### BRIEF
Rewrite the listing below with every "spot" replaced by "mark", changing nothing else.

### DATA TO PROCESS
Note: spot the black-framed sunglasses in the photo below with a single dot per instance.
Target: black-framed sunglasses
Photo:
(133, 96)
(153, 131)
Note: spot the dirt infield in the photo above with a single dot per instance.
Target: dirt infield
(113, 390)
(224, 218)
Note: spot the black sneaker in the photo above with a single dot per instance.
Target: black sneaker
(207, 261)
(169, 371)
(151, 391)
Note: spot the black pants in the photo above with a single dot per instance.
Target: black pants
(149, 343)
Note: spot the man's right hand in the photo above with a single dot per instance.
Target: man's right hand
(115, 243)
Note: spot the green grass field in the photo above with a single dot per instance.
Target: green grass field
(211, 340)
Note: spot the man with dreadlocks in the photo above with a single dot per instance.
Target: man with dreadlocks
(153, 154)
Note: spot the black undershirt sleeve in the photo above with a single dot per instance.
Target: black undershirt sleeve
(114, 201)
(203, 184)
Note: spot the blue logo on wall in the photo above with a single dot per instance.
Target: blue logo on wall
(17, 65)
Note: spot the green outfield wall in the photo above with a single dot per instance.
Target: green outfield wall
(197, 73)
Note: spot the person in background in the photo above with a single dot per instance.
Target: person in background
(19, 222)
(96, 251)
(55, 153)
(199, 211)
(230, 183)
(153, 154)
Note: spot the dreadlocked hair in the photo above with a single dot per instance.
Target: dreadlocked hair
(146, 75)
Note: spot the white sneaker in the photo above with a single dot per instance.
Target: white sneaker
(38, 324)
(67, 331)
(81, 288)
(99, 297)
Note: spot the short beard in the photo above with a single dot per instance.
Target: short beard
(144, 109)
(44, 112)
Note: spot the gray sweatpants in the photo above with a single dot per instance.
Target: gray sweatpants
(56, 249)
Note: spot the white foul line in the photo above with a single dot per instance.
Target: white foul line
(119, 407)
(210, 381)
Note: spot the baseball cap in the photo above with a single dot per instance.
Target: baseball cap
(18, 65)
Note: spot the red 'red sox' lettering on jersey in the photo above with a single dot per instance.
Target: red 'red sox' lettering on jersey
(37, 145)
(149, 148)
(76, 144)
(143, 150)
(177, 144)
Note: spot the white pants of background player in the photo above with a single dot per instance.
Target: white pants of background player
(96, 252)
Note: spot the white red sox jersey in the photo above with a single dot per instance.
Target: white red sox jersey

### RESPONSE
Note: mark the black-framed sunglasses in the photo below with a single dot per instance.
Target: black-framed sunglasses
Photo:
(133, 96)
(153, 131)
Note: mark the dirt infield in the photo above with a single dot per instance.
Target: dirt infield
(113, 390)
(224, 218)
Note: mark the black sneaker in the photo above with a single dot per instance.
Target: black sneaker
(207, 261)
(169, 371)
(151, 391)
Note: mark the black pants in the photo above with a single dot per instance.
Target: black pants
(149, 343)
Note: mark the man's right hand in the photo above with a single dot per instance.
Target: man's right hand
(115, 243)
Note: mark the green grass field in the photo above with a single dot per instance.
Target: green grass field
(211, 340)
Note: mark the man with dreadlocks in the photo above with a single dot per instance.
Target: man with dreadlocks
(153, 154)
Note: mark the black undershirt sleeve in the photo above with a single dot per instance.
Target: black undershirt sleeve
(114, 201)
(203, 184)
Note: mark the blue logo on wall in the photo above with a single dot per instance.
Target: blue logo on wall
(17, 65)
Note: mark the green outfield wall in the photo above with a single dot per instance.
Target: green outfield wall
(197, 73)
Note: mark the person in background in the photo above with a single dot per instance.
Target: person in background
(19, 222)
(96, 251)
(55, 153)
(199, 211)
(230, 183)
(153, 154)
Note: mark the dreadlocked hair in the photo above with a single dot per instance.
Target: dreadlocked hair
(146, 75)
Note: mark the white sneaker in the photo above with a single dot per instance.
Target: white sneaker
(38, 324)
(67, 331)
(81, 288)
(99, 297)
Note: mark the short beard in the photo above with a single dot per instance.
Target: short beard
(144, 109)
(44, 112)
Note: mark the gray sweatpants in the photo above with a single dot per instance.
Target: gray sweatpants
(56, 249)
Note: mark the white foul line in the photo above with a single dot per instance.
Target: white foul line
(119, 407)
(210, 381)
Note: mark the baseball cap in the photo above with a single dot per instance.
Target: baseball cap
(18, 65)
Note: mark the red 'red sox' lettering on jersey in the photo above with a single dot per instance.
Target: red 'red sox' lettering on jersey
(37, 145)
(149, 148)
(76, 144)
(143, 150)
(177, 144)
Note: mark the white pants of background player in the photo above with a single dot per instance.
Target: white pants of background player
(96, 252)
Note: mark the white red sox jersey in the photo above with a single dot per instance.
Target: white red sox jersey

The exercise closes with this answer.